◆ INSTRUCTION
Extract the full listing verbatim and drop any pictures from your copy.

Dataset records about object locations:

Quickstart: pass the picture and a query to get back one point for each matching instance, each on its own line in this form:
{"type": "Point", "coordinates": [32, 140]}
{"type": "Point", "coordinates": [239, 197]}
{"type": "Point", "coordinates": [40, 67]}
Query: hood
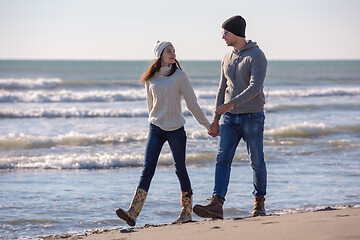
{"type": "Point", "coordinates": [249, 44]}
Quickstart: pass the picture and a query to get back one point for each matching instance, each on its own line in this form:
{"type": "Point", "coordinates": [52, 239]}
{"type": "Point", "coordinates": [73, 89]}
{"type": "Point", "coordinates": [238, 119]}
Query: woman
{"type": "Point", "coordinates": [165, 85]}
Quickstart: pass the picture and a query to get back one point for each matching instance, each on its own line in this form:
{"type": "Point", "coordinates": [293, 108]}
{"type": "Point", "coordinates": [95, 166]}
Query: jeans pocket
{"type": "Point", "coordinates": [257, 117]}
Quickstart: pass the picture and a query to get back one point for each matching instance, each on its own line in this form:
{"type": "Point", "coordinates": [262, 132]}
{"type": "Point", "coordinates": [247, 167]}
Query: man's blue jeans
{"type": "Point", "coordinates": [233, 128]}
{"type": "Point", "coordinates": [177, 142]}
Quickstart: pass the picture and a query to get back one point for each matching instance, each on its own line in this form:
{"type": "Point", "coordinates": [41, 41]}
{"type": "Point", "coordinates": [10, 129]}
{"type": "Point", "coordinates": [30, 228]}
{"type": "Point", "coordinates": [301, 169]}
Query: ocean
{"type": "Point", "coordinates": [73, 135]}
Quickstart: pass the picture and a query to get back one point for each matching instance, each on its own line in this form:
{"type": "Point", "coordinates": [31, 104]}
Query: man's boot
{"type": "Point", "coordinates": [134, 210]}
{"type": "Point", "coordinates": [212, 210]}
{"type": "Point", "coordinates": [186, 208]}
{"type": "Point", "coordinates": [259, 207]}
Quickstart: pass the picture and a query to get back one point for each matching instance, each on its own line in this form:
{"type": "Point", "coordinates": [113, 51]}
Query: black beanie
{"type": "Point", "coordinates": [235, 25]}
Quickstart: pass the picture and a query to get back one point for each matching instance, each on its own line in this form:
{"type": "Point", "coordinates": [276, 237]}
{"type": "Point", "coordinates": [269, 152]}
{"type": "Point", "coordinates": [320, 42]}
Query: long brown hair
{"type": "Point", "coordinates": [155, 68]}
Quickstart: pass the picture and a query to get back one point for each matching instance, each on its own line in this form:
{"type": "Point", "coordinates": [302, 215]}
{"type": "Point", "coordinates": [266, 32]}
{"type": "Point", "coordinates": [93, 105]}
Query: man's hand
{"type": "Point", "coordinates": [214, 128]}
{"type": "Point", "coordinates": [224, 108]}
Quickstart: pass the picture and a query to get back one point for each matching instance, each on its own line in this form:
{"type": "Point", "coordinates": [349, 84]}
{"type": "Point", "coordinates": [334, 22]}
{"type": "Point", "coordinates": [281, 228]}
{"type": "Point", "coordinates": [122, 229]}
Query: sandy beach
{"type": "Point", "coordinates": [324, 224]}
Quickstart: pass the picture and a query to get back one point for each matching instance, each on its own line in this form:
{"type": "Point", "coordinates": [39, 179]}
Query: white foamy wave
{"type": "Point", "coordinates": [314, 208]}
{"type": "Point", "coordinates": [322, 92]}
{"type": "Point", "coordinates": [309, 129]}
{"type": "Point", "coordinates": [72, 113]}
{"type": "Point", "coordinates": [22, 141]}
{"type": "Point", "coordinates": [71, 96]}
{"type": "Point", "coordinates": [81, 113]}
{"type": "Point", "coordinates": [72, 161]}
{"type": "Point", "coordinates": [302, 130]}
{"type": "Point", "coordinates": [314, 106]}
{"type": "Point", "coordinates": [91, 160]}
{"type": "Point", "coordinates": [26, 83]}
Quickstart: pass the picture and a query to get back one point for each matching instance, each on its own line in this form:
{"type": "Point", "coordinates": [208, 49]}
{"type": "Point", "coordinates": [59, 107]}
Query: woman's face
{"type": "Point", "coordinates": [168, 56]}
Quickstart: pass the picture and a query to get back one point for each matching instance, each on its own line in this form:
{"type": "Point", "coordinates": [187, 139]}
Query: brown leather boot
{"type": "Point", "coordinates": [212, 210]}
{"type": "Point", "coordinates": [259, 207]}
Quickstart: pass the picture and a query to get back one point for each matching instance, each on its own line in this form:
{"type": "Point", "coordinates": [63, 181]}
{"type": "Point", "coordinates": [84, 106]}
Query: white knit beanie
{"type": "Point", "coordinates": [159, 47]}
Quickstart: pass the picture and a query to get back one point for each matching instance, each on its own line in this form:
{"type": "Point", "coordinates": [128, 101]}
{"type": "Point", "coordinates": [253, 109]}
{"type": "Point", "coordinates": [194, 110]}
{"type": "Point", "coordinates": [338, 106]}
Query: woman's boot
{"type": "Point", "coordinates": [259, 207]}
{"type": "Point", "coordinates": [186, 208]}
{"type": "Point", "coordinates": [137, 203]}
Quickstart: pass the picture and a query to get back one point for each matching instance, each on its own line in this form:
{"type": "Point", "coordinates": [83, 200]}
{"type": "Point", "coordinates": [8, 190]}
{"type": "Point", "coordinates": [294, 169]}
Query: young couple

◆ FULL RESPONSE
Quickstart: pass the picture and a query to get back one point for each matching instance, each on its own line in this form:
{"type": "Point", "coordinates": [32, 140]}
{"type": "Point", "coordinates": [239, 197]}
{"type": "Point", "coordinates": [40, 67]}
Query: hood
{"type": "Point", "coordinates": [249, 44]}
Quickstart: pass the picture and a query to get back one point for each matching instance, each on its own line in this form:
{"type": "Point", "coordinates": [52, 239]}
{"type": "Point", "coordinates": [73, 89]}
{"type": "Point", "coordinates": [238, 119]}
Query: woman
{"type": "Point", "coordinates": [165, 85]}
Quickstart: pass the picture and a query to get back one point for each matching instance, each on its own line in this form:
{"type": "Point", "coordinates": [293, 108]}
{"type": "Point", "coordinates": [95, 166]}
Query: jeans pocket
{"type": "Point", "coordinates": [257, 117]}
Quickstart: pass the picture and a query to get back one point for each matching instance, each on its own line in this form:
{"type": "Point", "coordinates": [262, 132]}
{"type": "Point", "coordinates": [247, 167]}
Query: man's blue jeans
{"type": "Point", "coordinates": [233, 128]}
{"type": "Point", "coordinates": [177, 142]}
Quickstart: pass the picture and a query to get back one point for each matching instance, each on its own line in this form:
{"type": "Point", "coordinates": [41, 41]}
{"type": "Point", "coordinates": [10, 129]}
{"type": "Point", "coordinates": [30, 228]}
{"type": "Point", "coordinates": [301, 169]}
Query: ocean
{"type": "Point", "coordinates": [73, 135]}
Quickstart: pass the picture and a query to get back one point for each matching instance, each on its own line in this form:
{"type": "Point", "coordinates": [31, 104]}
Query: man's boot
{"type": "Point", "coordinates": [134, 210]}
{"type": "Point", "coordinates": [212, 210]}
{"type": "Point", "coordinates": [186, 208]}
{"type": "Point", "coordinates": [259, 207]}
Quickstart: pass the picture and a query to get back one point for each matching instance, each on its own line in this form:
{"type": "Point", "coordinates": [113, 51]}
Query: black beanie
{"type": "Point", "coordinates": [235, 25]}
Quickstart: pass the picture and a query to get back one point for each matching instance, each on its own line in this form:
{"type": "Point", "coordinates": [276, 237]}
{"type": "Point", "coordinates": [269, 152]}
{"type": "Point", "coordinates": [320, 42]}
Query: long brown hair
{"type": "Point", "coordinates": [155, 68]}
Quickstart: pass the picture and a query to get back one point for each matching instance, each on its own line in this form:
{"type": "Point", "coordinates": [302, 215]}
{"type": "Point", "coordinates": [266, 32]}
{"type": "Point", "coordinates": [93, 105]}
Query: man's hand
{"type": "Point", "coordinates": [214, 128]}
{"type": "Point", "coordinates": [224, 108]}
Quickstart: pass the picture and a query to get back one point for each matching instance, each on its own line in this form:
{"type": "Point", "coordinates": [349, 84]}
{"type": "Point", "coordinates": [334, 22]}
{"type": "Point", "coordinates": [281, 228]}
{"type": "Point", "coordinates": [122, 229]}
Query: sandy beach
{"type": "Point", "coordinates": [324, 224]}
Quickstart: pass the picture and a query to get back one point for each matching instance, each on its own line in this form:
{"type": "Point", "coordinates": [39, 179]}
Query: white foamy wave
{"type": "Point", "coordinates": [314, 208]}
{"type": "Point", "coordinates": [322, 92]}
{"type": "Point", "coordinates": [309, 129]}
{"type": "Point", "coordinates": [72, 113]}
{"type": "Point", "coordinates": [22, 141]}
{"type": "Point", "coordinates": [71, 96]}
{"type": "Point", "coordinates": [81, 113]}
{"type": "Point", "coordinates": [72, 161]}
{"type": "Point", "coordinates": [302, 130]}
{"type": "Point", "coordinates": [314, 106]}
{"type": "Point", "coordinates": [91, 160]}
{"type": "Point", "coordinates": [26, 83]}
Quickstart: pass the picture and a query to get back one point for each matching instance, each on its own line in this form:
{"type": "Point", "coordinates": [208, 49]}
{"type": "Point", "coordinates": [59, 107]}
Query: woman's face
{"type": "Point", "coordinates": [168, 56]}
Quickstart: pass the picture and a query to get back one point for each matching instance, each on its own line in this form:
{"type": "Point", "coordinates": [187, 139]}
Query: brown leather boot
{"type": "Point", "coordinates": [212, 210]}
{"type": "Point", "coordinates": [259, 207]}
Quickstart: pass the picture and a query to get back one point for each matching instance, each on its own line in this form:
{"type": "Point", "coordinates": [63, 181]}
{"type": "Point", "coordinates": [84, 106]}
Query: white knit beanie
{"type": "Point", "coordinates": [159, 47]}
Quickstart: pass the picture and a query to get back one point for each matching instance, each on its own line in this form:
{"type": "Point", "coordinates": [128, 101]}
{"type": "Point", "coordinates": [253, 109]}
{"type": "Point", "coordinates": [194, 110]}
{"type": "Point", "coordinates": [338, 106]}
Query: woman's boot
{"type": "Point", "coordinates": [259, 207]}
{"type": "Point", "coordinates": [186, 208]}
{"type": "Point", "coordinates": [137, 203]}
Quickstart: pass the picture and a query to get back one point for each matching instance, each on its own line in this form:
{"type": "Point", "coordinates": [83, 200]}
{"type": "Point", "coordinates": [8, 190]}
{"type": "Point", "coordinates": [294, 169]}
Query: young couple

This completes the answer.